## Set problem A
In the excerpt about the vampire anthology, what does Skinner Sweet stop at a diner in New Mexico to get?

** START Excerpt provided **

Snyder and Albuquerque bookend the anthology with a story about Skinner Sweet stopping at a diner in New Mexico to get a licorice cake. Skinner is monologuing about the importance of stories and how there was a time when he wanted everyone to tell stories about him, to talk about how imposing of a figure he was. He wanted his reputation to precede him. When he’s attacked at the diner, he finishes by saying he’s listening now. This sets up the 8 stories that follow. I won’t give a blow-by-blow account of them all, but they span from 1588 to the 1940s. We have twisted vampire tales about the lost colony, a Canadian bounty hunter and vampire fur trappers, Skinner’s first brush with Hollywood, and the seedy underbelly of a Jazz club. Not only do we explore the history of Snyder’s vampires, but we get a look at some American historical events. It makes for some pulse-pounding entertainment from the undead as well as great commentary about America’s past. Each story is just as impressive as the last. With names like Aaron, Lemire, Cloonana, Francavilla, and Simone getting to play in Scott Snyder’s Vampire toy box, you know good things are bound to happen.

** END Excerpt provided **
** START Stored rows **

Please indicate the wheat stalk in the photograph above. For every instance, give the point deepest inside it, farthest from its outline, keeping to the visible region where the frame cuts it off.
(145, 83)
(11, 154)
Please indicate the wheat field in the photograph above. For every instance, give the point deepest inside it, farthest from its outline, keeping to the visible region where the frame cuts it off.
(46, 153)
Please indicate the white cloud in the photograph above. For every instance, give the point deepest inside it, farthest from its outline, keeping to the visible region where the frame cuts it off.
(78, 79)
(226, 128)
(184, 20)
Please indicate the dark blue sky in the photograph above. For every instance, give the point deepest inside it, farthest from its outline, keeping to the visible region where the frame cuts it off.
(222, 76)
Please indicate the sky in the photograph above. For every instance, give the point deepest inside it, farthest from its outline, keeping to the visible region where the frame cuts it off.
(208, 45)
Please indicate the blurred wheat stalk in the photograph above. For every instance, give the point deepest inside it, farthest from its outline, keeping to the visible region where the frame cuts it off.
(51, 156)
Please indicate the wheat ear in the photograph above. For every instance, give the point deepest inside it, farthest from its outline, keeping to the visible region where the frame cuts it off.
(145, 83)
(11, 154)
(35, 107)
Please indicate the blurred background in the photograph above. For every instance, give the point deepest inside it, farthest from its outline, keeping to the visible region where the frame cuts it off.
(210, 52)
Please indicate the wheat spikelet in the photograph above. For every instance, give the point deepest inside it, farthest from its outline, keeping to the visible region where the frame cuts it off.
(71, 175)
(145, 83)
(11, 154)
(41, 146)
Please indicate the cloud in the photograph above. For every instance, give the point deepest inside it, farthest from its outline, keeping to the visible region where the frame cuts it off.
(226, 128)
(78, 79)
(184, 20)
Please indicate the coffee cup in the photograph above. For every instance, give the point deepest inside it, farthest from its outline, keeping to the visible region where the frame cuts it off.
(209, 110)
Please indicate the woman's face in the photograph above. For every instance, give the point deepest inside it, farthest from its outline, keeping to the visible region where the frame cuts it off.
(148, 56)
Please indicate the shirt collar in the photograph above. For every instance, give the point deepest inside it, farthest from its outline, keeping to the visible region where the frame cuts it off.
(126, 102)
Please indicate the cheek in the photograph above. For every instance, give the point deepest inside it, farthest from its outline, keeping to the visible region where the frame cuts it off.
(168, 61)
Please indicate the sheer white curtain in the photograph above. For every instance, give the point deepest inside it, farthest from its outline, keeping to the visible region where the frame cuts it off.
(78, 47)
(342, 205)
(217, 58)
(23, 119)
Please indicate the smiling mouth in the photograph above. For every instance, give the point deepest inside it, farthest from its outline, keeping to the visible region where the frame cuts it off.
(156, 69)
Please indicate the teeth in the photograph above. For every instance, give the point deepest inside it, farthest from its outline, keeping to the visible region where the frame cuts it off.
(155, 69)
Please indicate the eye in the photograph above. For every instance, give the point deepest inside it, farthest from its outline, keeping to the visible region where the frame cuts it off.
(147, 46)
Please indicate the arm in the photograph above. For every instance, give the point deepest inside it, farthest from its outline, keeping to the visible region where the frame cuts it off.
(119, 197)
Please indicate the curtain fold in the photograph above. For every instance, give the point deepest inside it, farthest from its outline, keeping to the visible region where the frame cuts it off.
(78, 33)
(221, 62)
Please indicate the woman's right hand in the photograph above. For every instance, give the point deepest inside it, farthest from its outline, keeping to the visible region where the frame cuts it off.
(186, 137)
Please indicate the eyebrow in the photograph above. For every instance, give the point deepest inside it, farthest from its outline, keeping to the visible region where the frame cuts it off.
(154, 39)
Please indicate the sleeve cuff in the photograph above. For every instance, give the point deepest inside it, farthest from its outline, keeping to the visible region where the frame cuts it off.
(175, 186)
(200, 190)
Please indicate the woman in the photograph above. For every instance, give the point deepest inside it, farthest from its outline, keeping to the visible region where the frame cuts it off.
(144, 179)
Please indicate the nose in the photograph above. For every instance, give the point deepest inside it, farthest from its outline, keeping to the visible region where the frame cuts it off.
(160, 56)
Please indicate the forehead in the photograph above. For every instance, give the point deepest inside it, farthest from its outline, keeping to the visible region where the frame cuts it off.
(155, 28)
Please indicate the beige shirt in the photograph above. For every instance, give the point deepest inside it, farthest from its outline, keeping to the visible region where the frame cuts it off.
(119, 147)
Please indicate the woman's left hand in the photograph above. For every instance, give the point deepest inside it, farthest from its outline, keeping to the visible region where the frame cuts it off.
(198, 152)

** END Stored rows **
** START Stored rows **

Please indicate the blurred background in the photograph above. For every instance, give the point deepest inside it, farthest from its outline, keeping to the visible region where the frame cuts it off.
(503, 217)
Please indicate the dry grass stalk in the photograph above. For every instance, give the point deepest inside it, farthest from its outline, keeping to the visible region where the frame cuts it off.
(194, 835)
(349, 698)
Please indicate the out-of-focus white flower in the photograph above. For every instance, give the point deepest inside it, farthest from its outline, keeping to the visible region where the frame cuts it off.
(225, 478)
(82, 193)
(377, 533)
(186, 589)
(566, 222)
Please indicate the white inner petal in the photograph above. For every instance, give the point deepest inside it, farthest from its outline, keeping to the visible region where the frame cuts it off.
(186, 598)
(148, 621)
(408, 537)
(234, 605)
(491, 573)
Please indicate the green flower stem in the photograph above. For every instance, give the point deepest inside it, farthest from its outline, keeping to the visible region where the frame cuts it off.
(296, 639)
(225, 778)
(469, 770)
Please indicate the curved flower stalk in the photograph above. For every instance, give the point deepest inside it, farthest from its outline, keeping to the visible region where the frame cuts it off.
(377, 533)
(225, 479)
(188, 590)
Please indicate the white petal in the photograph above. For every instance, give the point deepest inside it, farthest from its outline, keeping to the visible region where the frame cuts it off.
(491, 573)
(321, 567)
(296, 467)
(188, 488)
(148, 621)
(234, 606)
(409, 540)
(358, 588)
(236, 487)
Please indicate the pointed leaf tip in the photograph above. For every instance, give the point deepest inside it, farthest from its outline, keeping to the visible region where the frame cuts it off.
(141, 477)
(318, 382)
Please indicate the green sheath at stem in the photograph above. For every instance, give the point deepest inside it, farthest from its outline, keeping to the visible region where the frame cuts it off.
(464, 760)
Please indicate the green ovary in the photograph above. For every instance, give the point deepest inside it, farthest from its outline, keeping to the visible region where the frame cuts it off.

** END Stored rows **
** START Stored rows **

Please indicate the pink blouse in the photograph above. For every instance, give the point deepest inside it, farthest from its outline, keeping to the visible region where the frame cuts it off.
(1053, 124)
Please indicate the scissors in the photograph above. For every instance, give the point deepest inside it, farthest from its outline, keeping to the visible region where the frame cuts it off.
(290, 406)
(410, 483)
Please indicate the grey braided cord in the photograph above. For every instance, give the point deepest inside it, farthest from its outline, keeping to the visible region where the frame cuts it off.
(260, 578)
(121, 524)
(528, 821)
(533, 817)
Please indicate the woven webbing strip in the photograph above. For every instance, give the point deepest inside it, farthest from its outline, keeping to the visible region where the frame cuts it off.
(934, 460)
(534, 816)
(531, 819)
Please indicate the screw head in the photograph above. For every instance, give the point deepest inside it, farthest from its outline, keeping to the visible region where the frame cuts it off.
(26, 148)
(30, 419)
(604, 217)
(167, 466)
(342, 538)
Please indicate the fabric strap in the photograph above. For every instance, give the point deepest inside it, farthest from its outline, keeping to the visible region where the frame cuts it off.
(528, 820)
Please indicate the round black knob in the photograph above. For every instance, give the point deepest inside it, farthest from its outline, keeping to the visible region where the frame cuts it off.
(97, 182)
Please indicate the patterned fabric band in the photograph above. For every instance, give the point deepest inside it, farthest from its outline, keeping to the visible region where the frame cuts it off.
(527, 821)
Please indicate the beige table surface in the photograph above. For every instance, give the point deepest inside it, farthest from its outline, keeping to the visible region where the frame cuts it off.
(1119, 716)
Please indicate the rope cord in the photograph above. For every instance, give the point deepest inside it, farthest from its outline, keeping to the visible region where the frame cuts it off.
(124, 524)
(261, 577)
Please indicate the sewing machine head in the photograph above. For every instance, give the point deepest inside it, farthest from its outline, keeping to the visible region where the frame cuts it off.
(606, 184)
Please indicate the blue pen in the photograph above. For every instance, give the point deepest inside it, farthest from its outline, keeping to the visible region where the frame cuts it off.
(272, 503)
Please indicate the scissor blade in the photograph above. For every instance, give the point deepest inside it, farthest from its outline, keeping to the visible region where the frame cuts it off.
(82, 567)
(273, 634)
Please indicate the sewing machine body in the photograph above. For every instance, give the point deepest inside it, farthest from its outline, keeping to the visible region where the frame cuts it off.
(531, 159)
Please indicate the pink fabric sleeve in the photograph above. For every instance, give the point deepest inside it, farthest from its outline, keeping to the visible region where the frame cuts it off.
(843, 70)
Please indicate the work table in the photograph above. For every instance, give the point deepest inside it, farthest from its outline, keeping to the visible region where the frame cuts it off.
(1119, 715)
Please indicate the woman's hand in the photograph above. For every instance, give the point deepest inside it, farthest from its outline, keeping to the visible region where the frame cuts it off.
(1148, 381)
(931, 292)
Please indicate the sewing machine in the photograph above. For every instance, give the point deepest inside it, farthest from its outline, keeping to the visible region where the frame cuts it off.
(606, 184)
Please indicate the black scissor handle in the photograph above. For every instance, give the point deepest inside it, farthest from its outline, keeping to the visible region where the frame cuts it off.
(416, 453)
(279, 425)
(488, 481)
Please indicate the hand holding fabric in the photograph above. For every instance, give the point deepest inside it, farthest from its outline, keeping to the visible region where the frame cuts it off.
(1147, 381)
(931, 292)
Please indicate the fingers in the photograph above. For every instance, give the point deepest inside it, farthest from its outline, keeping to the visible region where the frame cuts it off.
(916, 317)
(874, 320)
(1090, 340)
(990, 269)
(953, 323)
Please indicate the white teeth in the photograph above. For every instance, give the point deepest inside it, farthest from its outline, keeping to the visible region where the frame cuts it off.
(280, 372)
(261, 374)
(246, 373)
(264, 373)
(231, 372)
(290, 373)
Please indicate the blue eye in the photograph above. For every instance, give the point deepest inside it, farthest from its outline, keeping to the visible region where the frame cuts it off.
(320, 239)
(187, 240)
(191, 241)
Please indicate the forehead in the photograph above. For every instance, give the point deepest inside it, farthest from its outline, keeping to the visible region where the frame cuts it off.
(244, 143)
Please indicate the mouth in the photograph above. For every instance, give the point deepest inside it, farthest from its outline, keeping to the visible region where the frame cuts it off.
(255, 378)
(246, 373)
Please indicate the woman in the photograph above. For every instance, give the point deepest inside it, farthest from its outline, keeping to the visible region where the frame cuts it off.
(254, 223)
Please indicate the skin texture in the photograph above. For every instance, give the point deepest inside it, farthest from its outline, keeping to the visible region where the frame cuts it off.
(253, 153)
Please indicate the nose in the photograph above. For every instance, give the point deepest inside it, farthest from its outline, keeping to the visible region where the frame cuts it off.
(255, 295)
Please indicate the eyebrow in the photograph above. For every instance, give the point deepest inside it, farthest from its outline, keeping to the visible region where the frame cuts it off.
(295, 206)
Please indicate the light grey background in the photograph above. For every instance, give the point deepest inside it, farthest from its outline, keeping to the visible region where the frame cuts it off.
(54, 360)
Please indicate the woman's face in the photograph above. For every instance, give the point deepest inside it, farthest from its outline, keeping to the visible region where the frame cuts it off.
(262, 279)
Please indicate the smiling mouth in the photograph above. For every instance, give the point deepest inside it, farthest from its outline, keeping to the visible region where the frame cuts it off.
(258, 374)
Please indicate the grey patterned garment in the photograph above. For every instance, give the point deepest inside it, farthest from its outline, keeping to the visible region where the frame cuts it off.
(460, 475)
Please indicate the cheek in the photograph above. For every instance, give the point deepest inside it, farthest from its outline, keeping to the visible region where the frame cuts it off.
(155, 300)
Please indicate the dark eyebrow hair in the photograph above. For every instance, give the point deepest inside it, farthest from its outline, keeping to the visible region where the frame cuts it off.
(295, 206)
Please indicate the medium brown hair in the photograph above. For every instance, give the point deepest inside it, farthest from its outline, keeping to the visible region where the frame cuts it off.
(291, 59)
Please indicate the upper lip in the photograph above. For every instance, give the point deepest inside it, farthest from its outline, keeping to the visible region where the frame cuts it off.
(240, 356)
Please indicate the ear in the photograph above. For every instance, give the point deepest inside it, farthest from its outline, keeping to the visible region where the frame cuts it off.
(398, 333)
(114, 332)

** END Stored rows **

## Set problem B
Turn the stretch of rows from the line that contains "Please indicate the pink blouse" through the line that contains "(1053, 124)" into a numbered list, leaving out any blank lines.

## Exercise output A
A licorice cake.

## Exercise output B
1. Please indicate the pink blouse in the photograph above. For every instance, give the point deepest inside it, farthest from its outline, keeping to the visible region where the frame cuts it off.
2. (1053, 124)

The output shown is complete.